Action item:
Every record that appears below should be transcribed exactly.

Extracted records:
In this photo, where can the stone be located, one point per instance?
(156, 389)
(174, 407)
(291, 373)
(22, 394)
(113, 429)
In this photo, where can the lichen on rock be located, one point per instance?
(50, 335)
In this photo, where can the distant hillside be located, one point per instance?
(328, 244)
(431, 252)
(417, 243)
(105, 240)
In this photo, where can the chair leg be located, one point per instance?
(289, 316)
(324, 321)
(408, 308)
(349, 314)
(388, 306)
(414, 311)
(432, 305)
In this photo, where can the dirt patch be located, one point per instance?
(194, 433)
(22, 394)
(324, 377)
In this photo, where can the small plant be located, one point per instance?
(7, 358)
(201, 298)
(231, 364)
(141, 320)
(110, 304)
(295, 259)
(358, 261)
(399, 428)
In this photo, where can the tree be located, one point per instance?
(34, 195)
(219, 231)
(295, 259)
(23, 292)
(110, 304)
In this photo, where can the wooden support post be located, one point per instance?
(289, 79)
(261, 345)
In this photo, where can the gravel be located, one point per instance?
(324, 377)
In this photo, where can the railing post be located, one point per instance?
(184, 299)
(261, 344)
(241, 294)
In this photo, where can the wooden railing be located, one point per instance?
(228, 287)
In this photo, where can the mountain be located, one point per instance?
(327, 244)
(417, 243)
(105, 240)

Solved exercise:
In this photo, where can the stone be located, one point per instance?
(156, 389)
(174, 407)
(291, 373)
(22, 394)
(113, 429)
In this photo, where can the lichen on rock be located, one point per instance?
(50, 335)
In this photo, where can the distant hillside be located, one point per instance?
(328, 244)
(431, 252)
(417, 243)
(105, 240)
In this photo, where can the chair leg be located, one point per instance?
(289, 316)
(324, 321)
(408, 308)
(349, 314)
(388, 306)
(414, 311)
(432, 305)
In this photo, where can the dirt patch be located, one point per instance?
(194, 433)
(22, 394)
(324, 377)
In this photo, where can the small plant be located, one point per instance?
(7, 358)
(201, 298)
(231, 364)
(141, 320)
(110, 304)
(295, 259)
(358, 261)
(399, 428)
In this photo, where can the tree be located, one point per instance?
(34, 195)
(219, 231)
(295, 259)
(23, 292)
(110, 304)
In this photo, where can the wooden support post be located, one point per instance?
(289, 79)
(261, 345)
In this photo, where can the gravel be located, one point per instance?
(324, 377)
In this photo, where can the railing post be located, one point per instance?
(184, 299)
(261, 344)
(241, 294)
In this photo, where can the wooden railing be located, one point per instance?
(228, 287)
In this photo, where can the mountain be located, one point per instance?
(327, 244)
(417, 243)
(105, 240)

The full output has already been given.